PAGE TEXT:

In my previous post, I talked about some of the issues I saw with the idea of doing away with operations teams and merging their responsibilities into the development team's tasks [as practised at companies like Amazon]. Justin Rudd, who is a developer at Amazon, posts his first-hand perspective of this practice in his blog post entitled Expanding on the Pain where he writes
Since I am a current employee of Amazon in the software development area, I probably shouldn’t be saying this, but…
...
First a few clarifications - there is no dedicated operations team
for Amazon as a whole that is correct. But each team is allowed to
staff as they see fit. There are teams within Amazon that have support
teams that do handle quite a bit of the day to day load. And their
systems tend to be more “smooth” because this is what that team does -
keep the system up and running and automate keeping the system up and
running so they can sleep at night.

[Stored items]

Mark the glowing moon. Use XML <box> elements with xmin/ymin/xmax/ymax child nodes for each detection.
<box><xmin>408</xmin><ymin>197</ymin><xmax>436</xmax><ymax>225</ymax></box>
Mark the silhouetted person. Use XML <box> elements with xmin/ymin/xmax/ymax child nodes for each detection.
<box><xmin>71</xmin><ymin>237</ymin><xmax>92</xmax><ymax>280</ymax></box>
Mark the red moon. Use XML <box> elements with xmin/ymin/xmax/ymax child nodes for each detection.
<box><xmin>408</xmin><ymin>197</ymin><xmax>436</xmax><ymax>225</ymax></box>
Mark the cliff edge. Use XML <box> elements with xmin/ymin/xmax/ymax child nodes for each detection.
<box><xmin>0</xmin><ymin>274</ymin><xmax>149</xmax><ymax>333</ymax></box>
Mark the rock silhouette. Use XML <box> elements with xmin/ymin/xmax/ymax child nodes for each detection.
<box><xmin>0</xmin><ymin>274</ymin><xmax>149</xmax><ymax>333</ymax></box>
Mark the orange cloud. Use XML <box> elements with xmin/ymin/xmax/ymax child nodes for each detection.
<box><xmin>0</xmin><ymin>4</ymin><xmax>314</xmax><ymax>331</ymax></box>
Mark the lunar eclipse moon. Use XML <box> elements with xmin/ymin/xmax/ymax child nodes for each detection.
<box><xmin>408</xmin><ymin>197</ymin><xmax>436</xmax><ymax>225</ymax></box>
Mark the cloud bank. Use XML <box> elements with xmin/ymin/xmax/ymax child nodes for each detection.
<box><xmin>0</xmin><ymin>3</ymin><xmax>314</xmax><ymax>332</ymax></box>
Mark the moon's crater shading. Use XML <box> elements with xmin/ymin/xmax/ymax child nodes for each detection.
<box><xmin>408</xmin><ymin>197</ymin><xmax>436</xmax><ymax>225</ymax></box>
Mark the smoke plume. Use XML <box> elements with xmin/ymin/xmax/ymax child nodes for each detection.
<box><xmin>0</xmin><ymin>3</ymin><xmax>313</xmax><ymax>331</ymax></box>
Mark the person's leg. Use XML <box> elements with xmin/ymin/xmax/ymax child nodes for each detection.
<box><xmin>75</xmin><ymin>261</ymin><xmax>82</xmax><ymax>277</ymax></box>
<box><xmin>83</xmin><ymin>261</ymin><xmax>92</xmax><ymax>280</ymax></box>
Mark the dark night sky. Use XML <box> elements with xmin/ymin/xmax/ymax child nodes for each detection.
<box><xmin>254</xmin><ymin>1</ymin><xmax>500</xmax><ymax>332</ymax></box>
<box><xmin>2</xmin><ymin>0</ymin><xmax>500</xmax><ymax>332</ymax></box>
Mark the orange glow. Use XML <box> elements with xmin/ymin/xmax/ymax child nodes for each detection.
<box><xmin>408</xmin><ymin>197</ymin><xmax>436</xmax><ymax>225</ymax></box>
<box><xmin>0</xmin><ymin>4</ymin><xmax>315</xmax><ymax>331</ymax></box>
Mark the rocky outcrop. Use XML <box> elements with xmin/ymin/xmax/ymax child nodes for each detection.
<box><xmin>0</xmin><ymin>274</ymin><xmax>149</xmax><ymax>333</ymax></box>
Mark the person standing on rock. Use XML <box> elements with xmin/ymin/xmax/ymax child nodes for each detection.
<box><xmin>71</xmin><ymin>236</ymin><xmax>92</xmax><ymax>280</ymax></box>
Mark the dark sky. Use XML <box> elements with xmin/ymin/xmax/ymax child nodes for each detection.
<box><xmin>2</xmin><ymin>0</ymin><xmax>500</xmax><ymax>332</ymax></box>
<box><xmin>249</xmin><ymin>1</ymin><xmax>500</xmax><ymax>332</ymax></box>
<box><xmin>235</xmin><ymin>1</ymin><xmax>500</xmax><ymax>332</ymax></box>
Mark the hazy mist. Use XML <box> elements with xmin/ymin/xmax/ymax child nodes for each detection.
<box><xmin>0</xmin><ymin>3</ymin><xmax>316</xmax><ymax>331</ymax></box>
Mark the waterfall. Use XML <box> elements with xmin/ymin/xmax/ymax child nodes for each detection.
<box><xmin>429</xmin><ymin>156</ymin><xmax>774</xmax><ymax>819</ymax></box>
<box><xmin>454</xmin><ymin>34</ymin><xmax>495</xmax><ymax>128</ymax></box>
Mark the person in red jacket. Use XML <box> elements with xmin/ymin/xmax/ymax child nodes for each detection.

PROMPT A: Do these statements agree with the post about operations teams at Amazon? (i) Justin Rudd is a developer at Amazon. (ii) Amazon has a dedicated operations team for the company as a whole. (iii) Each team at Amazon may staff as it sees fit. Answer yes or no for each, quoting the deciding words of the post.
PROMPT B: Please write the next part of the post about operations teams at Amazon, starting after its final sentence.

TASK RESPONSE A:
(i) Yes: "Justin Rudd, who is a developer at Amazon"
(ii) No: "there is no dedicated operations team for Amazon as a whole"
(iii) Yes: "each team is allowed to staff as they see fit"

TASK RESPONSE B:
There are also teams dedicated to networking, box failures, etc. So
don’t think that developers have to figure out networking issues all
the time (although there are sometimes where networking doesn’t see a
problem but it is affecting a service).
Now for those teams that do not have a support team (and I am on one
of them), at 3 in the morning you tend to do the quickest thing
possible to get the problem rectified. Do you get creative? After
being in bed for 3 hours (if you’re lucky) and having a VP yell at you
on the phone that this issue is THE most important issue there
is or having someone yell at you that they are going to send staff
home, how creative do you think you can be? Let me tell you, not that
creative. You’re going to solve the problem, make the VP happy (or get
the factory staff back to work), and go back to bed with a little post
it note to look for root cause of the problem in the AM.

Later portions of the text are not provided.